* **What to work on**:
Reproduce each of the entries below verbatim, without altering any character.

* **Provided data**:
* * * * * * * * *

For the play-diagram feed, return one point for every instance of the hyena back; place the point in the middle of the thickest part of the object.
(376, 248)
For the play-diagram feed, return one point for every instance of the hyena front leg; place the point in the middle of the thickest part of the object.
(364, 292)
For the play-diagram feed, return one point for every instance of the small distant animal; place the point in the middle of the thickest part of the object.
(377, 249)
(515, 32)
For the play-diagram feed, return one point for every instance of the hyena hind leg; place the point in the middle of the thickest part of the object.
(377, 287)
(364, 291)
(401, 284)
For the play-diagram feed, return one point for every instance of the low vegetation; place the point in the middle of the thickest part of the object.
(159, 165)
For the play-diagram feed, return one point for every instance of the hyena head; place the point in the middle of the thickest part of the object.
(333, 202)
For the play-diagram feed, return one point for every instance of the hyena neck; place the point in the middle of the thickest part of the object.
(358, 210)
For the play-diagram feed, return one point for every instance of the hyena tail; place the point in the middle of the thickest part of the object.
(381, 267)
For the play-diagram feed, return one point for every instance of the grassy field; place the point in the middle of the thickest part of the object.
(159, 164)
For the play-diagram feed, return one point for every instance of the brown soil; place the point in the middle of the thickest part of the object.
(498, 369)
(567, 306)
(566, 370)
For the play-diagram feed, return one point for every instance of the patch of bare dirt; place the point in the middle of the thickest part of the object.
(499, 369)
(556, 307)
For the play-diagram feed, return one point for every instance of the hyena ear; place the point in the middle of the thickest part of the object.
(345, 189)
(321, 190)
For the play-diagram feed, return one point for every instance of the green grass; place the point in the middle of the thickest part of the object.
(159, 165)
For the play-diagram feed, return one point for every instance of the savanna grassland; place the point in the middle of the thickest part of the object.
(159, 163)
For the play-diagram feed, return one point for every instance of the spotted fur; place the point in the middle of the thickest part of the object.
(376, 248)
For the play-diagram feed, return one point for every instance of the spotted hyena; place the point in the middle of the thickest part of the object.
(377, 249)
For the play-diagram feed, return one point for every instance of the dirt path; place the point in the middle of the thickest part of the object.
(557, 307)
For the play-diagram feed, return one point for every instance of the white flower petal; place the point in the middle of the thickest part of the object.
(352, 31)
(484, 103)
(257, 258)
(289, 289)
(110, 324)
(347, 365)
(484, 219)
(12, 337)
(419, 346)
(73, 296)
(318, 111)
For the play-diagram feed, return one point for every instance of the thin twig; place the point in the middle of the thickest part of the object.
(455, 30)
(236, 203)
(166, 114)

* * * * * * * * *

* **Written response**:
For the play-diagram feed, return one point for every instance of the hyena back; place the point in the middle of the thickest part of the object.
(376, 248)
For the play-diagram feed, return one point for every instance of the hyena front leg; place the point in the middle of the thickest part of the object.
(364, 292)
For the play-diagram feed, return one point for every instance of the small distant animal; place the point in the middle of the thickest part of the object.
(377, 249)
(515, 32)
For the play-diagram feed, return one point for every instance of the hyena hind leg; place the point in the middle of the thickest part of the object.
(377, 287)
(364, 291)
(401, 284)
For the play-diagram feed, return one point for every instance of the low vegetation; place the point in the middle of the thickest part of the object.
(159, 165)
For the play-diagram feed, return one point for every instance of the hyena head; place the point in the middle of the thickest part of the object.
(333, 202)
For the play-diagram feed, return one point for every instance of the hyena neck; place the point in the middle of the thickest part of the object.
(358, 210)
For the play-diagram feed, return one point for every instance of the hyena tail; place the point in the middle of the thickest part of the object.
(381, 267)
For the play-diagram feed, return one point for every instance of the grassy field; place the point in the middle of the thickest part of the object.
(159, 164)
For the play-diagram feed, return one point for every instance of the brown soil; place the point in the middle of the thickest part of the object.
(498, 369)
(567, 306)
(566, 370)
For the play-diagram feed, return one point for every instance of the patch of bare dirt; place the point in the middle of the thickest part of the object.
(499, 369)
(556, 307)
For the play-diagram feed, return one point for every instance of the hyena ear; place the point in the middle of the thickest part of the object.
(345, 189)
(321, 190)
For the play-diagram feed, return one point for every instance of the green grass; place the point in the middle of the thickest part of the object.
(159, 165)
For the play-diagram feed, return one point for every instance of the savanna grassland; place the point in the middle of the thickest part of the object.
(159, 163)
For the play-diagram feed, return one point for every instance of the spotted fur; place the point in the middle of the thickest part of the object.
(376, 248)
For the play-diagram feed, return one point for every instance of the spotted hyena; place the point in the middle of the thickest part of the object.
(377, 249)
For the play-diagram feed, return one point for every instance of the dirt path; place the point in the middle of the thickest part of the object.
(557, 307)
For the play-diagram feed, return one point for every instance of the white flower petal; place the point in the middle of the thickest part of the object.
(352, 31)
(484, 103)
(257, 258)
(289, 289)
(110, 324)
(347, 365)
(484, 219)
(12, 337)
(419, 346)
(73, 296)
(318, 111)
For the play-diagram feed, return one point for every instance of the thin twig; place the point in the middle of the thickest part of the object.
(455, 30)
(236, 203)
(166, 114)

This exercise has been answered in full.